What you should do »
Could you print each of the lines below word for word, leaving out the pictures?

Source data »
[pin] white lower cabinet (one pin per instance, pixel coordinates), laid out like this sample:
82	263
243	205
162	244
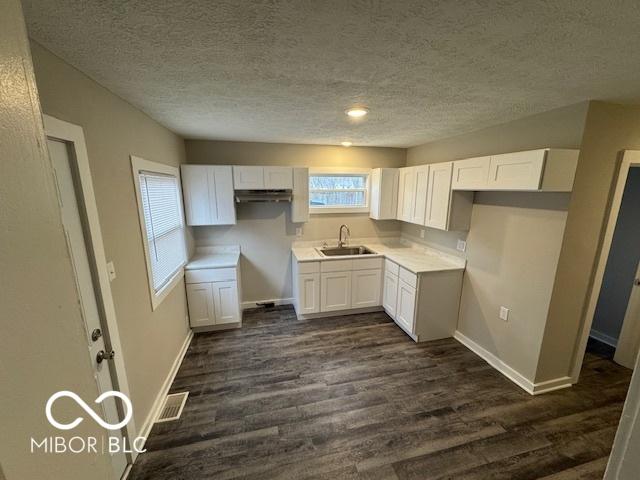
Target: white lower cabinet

Result of this exercise »
[pin] white lower cabinet (one pin per instance, pixel coordinates), laid out like this sample:
82	263
243	205
162	244
Target: white lower cabinet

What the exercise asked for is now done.